WHAT TO PRODUCE
Copy out every line that follows, word for word, but omit the pictures.

(Entries from a point annotation set)
====================

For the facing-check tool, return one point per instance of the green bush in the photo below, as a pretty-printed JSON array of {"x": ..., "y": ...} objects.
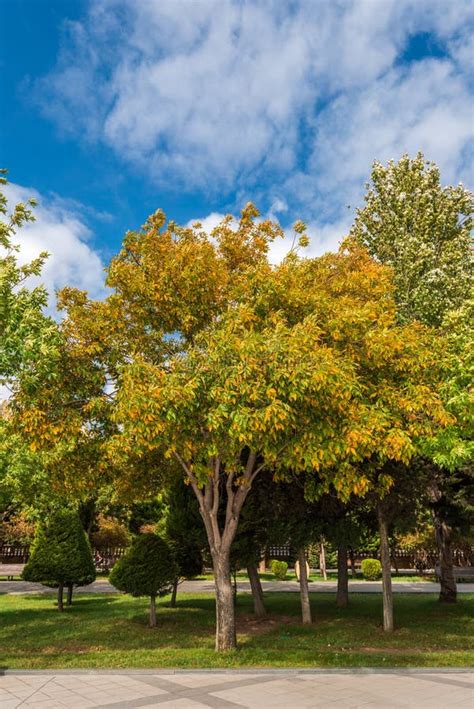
[
  {"x": 147, "y": 569},
  {"x": 279, "y": 569},
  {"x": 371, "y": 569},
  {"x": 61, "y": 554}
]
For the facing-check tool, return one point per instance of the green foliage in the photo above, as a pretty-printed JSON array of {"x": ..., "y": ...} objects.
[
  {"x": 147, "y": 569},
  {"x": 184, "y": 529},
  {"x": 423, "y": 231},
  {"x": 28, "y": 338},
  {"x": 279, "y": 569},
  {"x": 371, "y": 569},
  {"x": 61, "y": 552}
]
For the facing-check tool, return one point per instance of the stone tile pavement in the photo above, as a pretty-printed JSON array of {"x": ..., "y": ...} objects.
[{"x": 226, "y": 689}]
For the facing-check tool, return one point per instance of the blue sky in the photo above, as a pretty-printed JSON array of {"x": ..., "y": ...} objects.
[{"x": 113, "y": 108}]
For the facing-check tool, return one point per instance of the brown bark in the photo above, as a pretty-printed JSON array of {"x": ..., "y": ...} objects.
[
  {"x": 322, "y": 561},
  {"x": 152, "y": 611},
  {"x": 448, "y": 590},
  {"x": 304, "y": 590},
  {"x": 225, "y": 611},
  {"x": 60, "y": 597},
  {"x": 353, "y": 567},
  {"x": 220, "y": 537},
  {"x": 174, "y": 592},
  {"x": 257, "y": 592},
  {"x": 342, "y": 596},
  {"x": 386, "y": 572}
]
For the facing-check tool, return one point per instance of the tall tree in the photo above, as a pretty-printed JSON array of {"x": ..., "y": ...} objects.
[
  {"x": 423, "y": 231},
  {"x": 228, "y": 366}
]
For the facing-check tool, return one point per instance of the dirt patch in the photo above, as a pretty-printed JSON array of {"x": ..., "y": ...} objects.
[
  {"x": 248, "y": 624},
  {"x": 391, "y": 650}
]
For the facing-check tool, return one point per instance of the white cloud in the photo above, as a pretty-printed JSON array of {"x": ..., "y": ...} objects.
[
  {"x": 58, "y": 229},
  {"x": 261, "y": 97}
]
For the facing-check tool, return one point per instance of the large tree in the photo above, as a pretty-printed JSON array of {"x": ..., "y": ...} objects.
[
  {"x": 423, "y": 231},
  {"x": 206, "y": 355}
]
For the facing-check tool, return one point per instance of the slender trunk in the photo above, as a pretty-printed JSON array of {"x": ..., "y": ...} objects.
[
  {"x": 448, "y": 590},
  {"x": 386, "y": 572},
  {"x": 352, "y": 559},
  {"x": 395, "y": 561},
  {"x": 152, "y": 611},
  {"x": 322, "y": 561},
  {"x": 60, "y": 597},
  {"x": 225, "y": 612},
  {"x": 257, "y": 593},
  {"x": 234, "y": 586},
  {"x": 174, "y": 591},
  {"x": 342, "y": 596},
  {"x": 90, "y": 524},
  {"x": 304, "y": 590}
]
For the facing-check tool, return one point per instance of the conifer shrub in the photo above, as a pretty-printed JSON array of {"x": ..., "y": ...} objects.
[
  {"x": 147, "y": 569},
  {"x": 279, "y": 569},
  {"x": 60, "y": 555},
  {"x": 371, "y": 569}
]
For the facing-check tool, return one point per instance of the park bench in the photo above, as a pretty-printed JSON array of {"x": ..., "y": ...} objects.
[
  {"x": 11, "y": 570},
  {"x": 460, "y": 572}
]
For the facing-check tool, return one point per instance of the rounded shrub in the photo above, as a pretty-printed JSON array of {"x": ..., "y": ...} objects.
[
  {"x": 279, "y": 569},
  {"x": 147, "y": 569},
  {"x": 371, "y": 569}
]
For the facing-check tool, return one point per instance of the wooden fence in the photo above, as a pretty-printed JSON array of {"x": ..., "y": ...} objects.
[{"x": 106, "y": 557}]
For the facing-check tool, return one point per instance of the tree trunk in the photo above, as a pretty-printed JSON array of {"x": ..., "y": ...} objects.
[
  {"x": 352, "y": 559},
  {"x": 322, "y": 561},
  {"x": 342, "y": 596},
  {"x": 257, "y": 592},
  {"x": 448, "y": 591},
  {"x": 60, "y": 597},
  {"x": 152, "y": 611},
  {"x": 220, "y": 536},
  {"x": 174, "y": 591},
  {"x": 225, "y": 612},
  {"x": 304, "y": 590},
  {"x": 234, "y": 586},
  {"x": 386, "y": 572}
]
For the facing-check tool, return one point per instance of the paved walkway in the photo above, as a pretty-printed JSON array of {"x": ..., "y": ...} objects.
[
  {"x": 224, "y": 690},
  {"x": 103, "y": 586}
]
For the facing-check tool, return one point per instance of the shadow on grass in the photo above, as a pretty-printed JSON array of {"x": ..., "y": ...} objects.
[{"x": 112, "y": 630}]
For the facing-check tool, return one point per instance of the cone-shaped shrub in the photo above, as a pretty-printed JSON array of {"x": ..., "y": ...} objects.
[
  {"x": 147, "y": 569},
  {"x": 60, "y": 554}
]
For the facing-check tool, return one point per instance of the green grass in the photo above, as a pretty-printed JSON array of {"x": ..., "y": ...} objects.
[
  {"x": 108, "y": 630},
  {"x": 331, "y": 576}
]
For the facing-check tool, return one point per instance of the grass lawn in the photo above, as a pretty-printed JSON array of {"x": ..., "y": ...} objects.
[
  {"x": 331, "y": 576},
  {"x": 105, "y": 630}
]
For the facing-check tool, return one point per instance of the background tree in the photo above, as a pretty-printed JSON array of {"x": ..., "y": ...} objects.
[
  {"x": 206, "y": 354},
  {"x": 28, "y": 337},
  {"x": 424, "y": 232},
  {"x": 60, "y": 554},
  {"x": 184, "y": 532},
  {"x": 147, "y": 569}
]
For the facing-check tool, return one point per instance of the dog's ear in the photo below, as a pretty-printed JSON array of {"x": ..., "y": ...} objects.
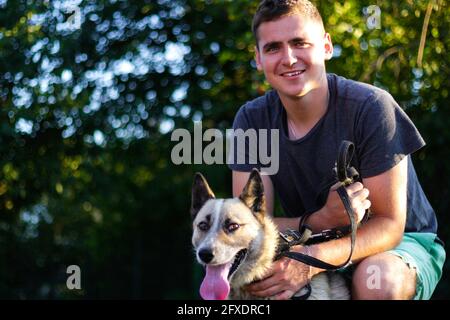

====================

FINAL ANSWER
For the facing-check tool, return one point per instance of the green bush in the photo below, as a pretty-printed JSON array of {"x": ..., "y": ...} objects.
[
  {"x": 147, "y": 569},
  {"x": 279, "y": 569},
  {"x": 371, "y": 569},
  {"x": 61, "y": 554}
]
For the facing-check tool, return one point per instance of the green foliage in the photo above, as a pretty-printed JSON array of {"x": ..., "y": ...} objects.
[
  {"x": 147, "y": 569},
  {"x": 184, "y": 529},
  {"x": 423, "y": 231},
  {"x": 28, "y": 338},
  {"x": 279, "y": 569},
  {"x": 371, "y": 569},
  {"x": 61, "y": 552}
]
For the facing-check tool, return one point per instance of the stone tile pavement in the photo above, as a pretty-printed JSON array of {"x": ..., "y": ...} objects.
[{"x": 226, "y": 689}]
For the facing-check tool, return one point per instance of the blue sky in the photo above, as a pretty-printed JSON array of {"x": ..., "y": ...} objects.
[{"x": 113, "y": 108}]
For the facing-check tool, return one point per instance of the brown bark in the photo above, as a pretty-printed JSON array of {"x": ..., "y": ...} objects.
[
  {"x": 322, "y": 561},
  {"x": 152, "y": 611},
  {"x": 448, "y": 590},
  {"x": 304, "y": 590},
  {"x": 225, "y": 611},
  {"x": 60, "y": 597},
  {"x": 353, "y": 567},
  {"x": 220, "y": 537},
  {"x": 174, "y": 592},
  {"x": 257, "y": 592},
  {"x": 342, "y": 596},
  {"x": 386, "y": 572}
]
For the facing-check tool, return one point per instance of the tall tree in the photo above, as a pretty-printed JSON array of {"x": ..., "y": ...} objects.
[
  {"x": 423, "y": 231},
  {"x": 228, "y": 366}
]
For the facing-check tool, return one point per instance of the dirt patch in the photo above, as a pretty-printed JSON array of {"x": ..., "y": ...} objects.
[
  {"x": 248, "y": 624},
  {"x": 391, "y": 650}
]
For the facing-check tool, return one point per instance of the white cloud in the photo above, as a pretty-printed JSON array of {"x": ..., "y": ...} objects.
[
  {"x": 58, "y": 229},
  {"x": 261, "y": 97}
]
For the facing-check tool, return one point per instance of the large tree in the photo above, as a pretty-printed JSON array of {"x": ..., "y": ...} objects.
[
  {"x": 423, "y": 231},
  {"x": 206, "y": 355}
]
For the facing-check tool, return one point per instance of the slender trunk in the photo above, as a pretty-printed JSON array of {"x": ..., "y": ...} objects.
[
  {"x": 448, "y": 590},
  {"x": 386, "y": 572},
  {"x": 352, "y": 559},
  {"x": 395, "y": 561},
  {"x": 152, "y": 611},
  {"x": 322, "y": 561},
  {"x": 60, "y": 597},
  {"x": 225, "y": 612},
  {"x": 257, "y": 593},
  {"x": 234, "y": 586},
  {"x": 174, "y": 591},
  {"x": 342, "y": 596},
  {"x": 90, "y": 524},
  {"x": 304, "y": 590}
]
For the facing-check tool, return one point per instance of the conifer shrub in the photo above, as a pretty-printed JSON array of {"x": ..., "y": ...} objects.
[
  {"x": 147, "y": 569},
  {"x": 279, "y": 569},
  {"x": 60, "y": 555},
  {"x": 371, "y": 569}
]
For the facing-check tool, return one point per instance of the park bench in the photo above, as a pretty-printed JSON array of {"x": ..., "y": ...} objects.
[
  {"x": 11, "y": 570},
  {"x": 460, "y": 572}
]
For the facing-check tool, return one point per instance of the rounded shrub in the photo above, as a pretty-printed JSON array of {"x": ..., "y": ...} objects.
[
  {"x": 279, "y": 569},
  {"x": 147, "y": 569},
  {"x": 371, "y": 569}
]
For the facing-check tool, return one point per instance of the wooden fence in the photo above, as a pretty-printed JSON array of {"x": ..., "y": ...} objects.
[{"x": 106, "y": 557}]
For the facing-check tool, return one point per instance of the tree trunk in the photo above, as a pretty-printed JSON array of {"x": ..., "y": ...} objects.
[
  {"x": 352, "y": 559},
  {"x": 322, "y": 561},
  {"x": 342, "y": 596},
  {"x": 257, "y": 592},
  {"x": 448, "y": 591},
  {"x": 60, "y": 597},
  {"x": 152, "y": 611},
  {"x": 220, "y": 536},
  {"x": 174, "y": 591},
  {"x": 225, "y": 612},
  {"x": 304, "y": 590},
  {"x": 234, "y": 586},
  {"x": 386, "y": 572}
]
For the facing-check tool, return one point per instance of the paved walkway in the photo above, as a pretty-printed JSON array of {"x": ..., "y": ...} objects.
[
  {"x": 224, "y": 690},
  {"x": 103, "y": 586}
]
For the facing-check tool, return one point per instance of the shadow on grass in the photo above, as a pretty-printed JSON array of {"x": ..., "y": ...} objects.
[{"x": 112, "y": 630}]
For the facing-check tool, return one point per instance of the cone-shaped shrub in the photo above, as a pretty-printed JSON array of {"x": ..., "y": ...} objects.
[
  {"x": 147, "y": 569},
  {"x": 60, "y": 554}
]
For the facing-check tool, return one point per instance of the green grass in the photo above, as a pretty-printed JSON array of {"x": ..., "y": ...} objects.
[
  {"x": 108, "y": 630},
  {"x": 331, "y": 576}
]
For the facing-check tool, return one point per instance of the grass lawn in the photo above, as a pretty-printed JSON array of {"x": ..., "y": ...} objects.
[
  {"x": 331, "y": 576},
  {"x": 105, "y": 630}
]
For the facing-check tool, return one point per instance of the background tree in the photo above, as a pretty-printed JSON array of {"x": ..., "y": ...} objects.
[
  {"x": 206, "y": 354},
  {"x": 28, "y": 337},
  {"x": 424, "y": 232},
  {"x": 60, "y": 554},
  {"x": 184, "y": 532},
  {"x": 147, "y": 569}
]
For the facing-check tool, return one point per instance of the dog's ear in the photo below, as a pretty-printed JSON array of {"x": ..., "y": ...} objects.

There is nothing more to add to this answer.